AUFGABEN UND ÜBUNGEN:
(a) Wie viele ribosomale Proteine binden laut dem Text über ribosomale RNA bei Eukaryoten an die rRNA?
(b) Gib aus dem Text über ribosomale RNA die Stelle von „Ribosomale RNA wird“ bis „zu den Ribonukleoproteinen.“ wortgetreu wieder.

QUELLENAUSZUG:
○ ○ ○ ○

Ribosomale RNA wird im Nucleolus durch Transkription anhand einer DNA-Vorlage erzeugt (der rDNA). Hierbei bewirkt zunächst eine RNA-Polymerase den Aufbau zahlreicher RNA-Stränge gleicher Zusammensetzung.[2] Im Nucleolus wird deren Nukleotidsequenz verändert, wobei manche Teile (ITS-Sequenzen) entfernt, über 200 Nukleinbasen enzymatisch modifiziert werden.[3] Die rRNA bindet anschließend an ribosomale Proteine (ca. 50 Proteine bei Prokaryoten, ca. 80 bei Eukaryoten), wodurch Ribosomen entstehen. Als RNA-bindende Proteine gehören diese Proteinkomplexe zu den Ribonukleoproteinen.
Das Ribosom ist der Ort der Proteinbiosynthese. Drei oder vier verschiedene rRNA-Moleküle sind am Aufbau eines Ribosoms beteiligt. Die ribosomale Ribonukleinsäure hat in diesem Verbund neben einer enzymatischen Funktion (als Ribozym) auch strukturelle und Erkennungsfunktionen. So wird z. B. die Peptidbindung aufeinanderfolgender Aminosäuren von der rRNA katalysiert, während enzymatische Aktivität in Lebewesen sonst meist von Proteinen ausgeübt wird. Um den hohen Bedarf der Zelle an rRNA decken zu können – die rRNA kann bis zu 90 % der Gesamt-RNA einer Zelle ausmachen – findet sich die rDNA-Vorlage mehrfach bis vielfach auf den Chromosomen.

○ ○ ○ ○

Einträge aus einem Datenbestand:
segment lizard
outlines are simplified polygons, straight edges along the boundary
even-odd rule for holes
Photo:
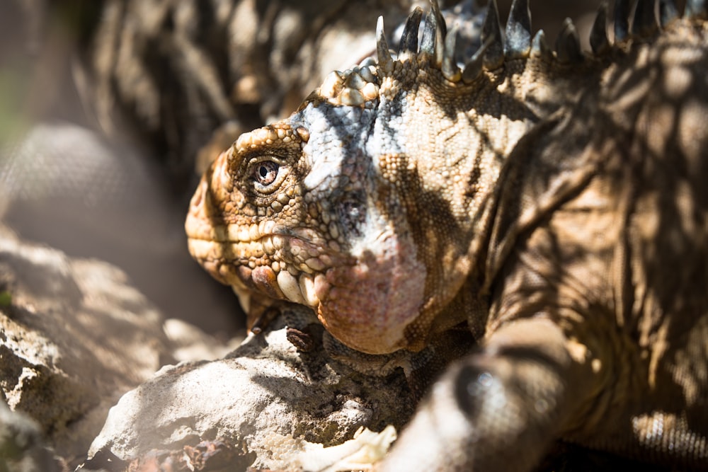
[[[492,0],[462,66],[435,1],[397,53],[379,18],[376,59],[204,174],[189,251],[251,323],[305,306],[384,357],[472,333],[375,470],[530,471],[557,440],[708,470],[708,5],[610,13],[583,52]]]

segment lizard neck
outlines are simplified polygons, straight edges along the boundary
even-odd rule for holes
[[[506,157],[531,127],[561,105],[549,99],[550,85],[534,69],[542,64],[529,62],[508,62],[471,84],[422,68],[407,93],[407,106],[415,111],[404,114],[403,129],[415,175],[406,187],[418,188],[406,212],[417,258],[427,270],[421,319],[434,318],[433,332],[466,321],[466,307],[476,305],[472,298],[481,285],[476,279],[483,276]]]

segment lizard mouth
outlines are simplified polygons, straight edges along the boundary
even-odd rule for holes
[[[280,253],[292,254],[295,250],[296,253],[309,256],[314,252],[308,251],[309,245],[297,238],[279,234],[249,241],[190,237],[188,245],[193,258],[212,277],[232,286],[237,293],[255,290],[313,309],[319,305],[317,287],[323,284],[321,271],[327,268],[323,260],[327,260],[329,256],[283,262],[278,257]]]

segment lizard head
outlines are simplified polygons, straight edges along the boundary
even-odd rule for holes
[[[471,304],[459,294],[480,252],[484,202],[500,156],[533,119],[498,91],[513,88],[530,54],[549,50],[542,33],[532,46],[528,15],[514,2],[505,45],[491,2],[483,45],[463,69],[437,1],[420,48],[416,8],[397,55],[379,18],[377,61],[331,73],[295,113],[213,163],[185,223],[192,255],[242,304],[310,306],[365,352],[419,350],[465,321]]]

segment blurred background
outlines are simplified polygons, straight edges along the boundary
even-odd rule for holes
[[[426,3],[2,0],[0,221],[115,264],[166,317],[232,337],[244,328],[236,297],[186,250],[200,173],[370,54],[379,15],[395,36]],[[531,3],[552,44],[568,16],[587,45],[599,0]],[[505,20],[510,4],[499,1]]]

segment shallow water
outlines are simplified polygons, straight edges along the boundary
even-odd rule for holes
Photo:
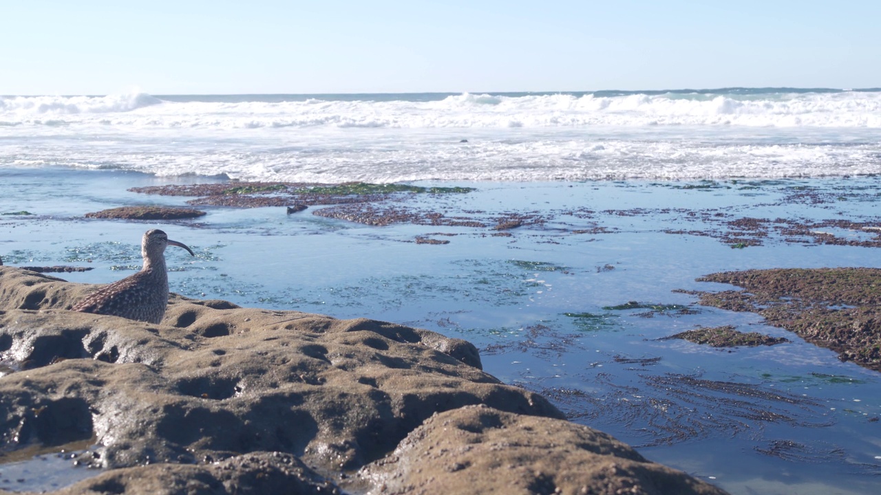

○ ○ ○ ○

LÖSUNGEN:
(a) Etwa 80 Proteine.

(b)
Ribosomale RNA wird im Nucleolus durch Transkription anhand einer DNA-Vorlage erzeugt (der rDNA). Hierbei bewirkt zunächst eine RNA-Polymerase den Aufbau zahlreicher RNA-Stränge gleicher Zusammensetzung.[2] Im Nucleolus wird deren Nukleotidsequenz verändert, wobei manche Teile (ITS-Sequenzen) entfernt, über 200 Nukleinbasen enzymatisch modifiziert werden.[3] Die rRNA bindet anschließend an ribosomale Proteine (ca. 50 Proteine bei Prokaryoten, ca. 80 bei Eukaryoten), wodurch Ribosomen entstehen. Als RNA-bindende Proteine gehören diese Proteinkomplexe zu den Ribonukleoproteinen.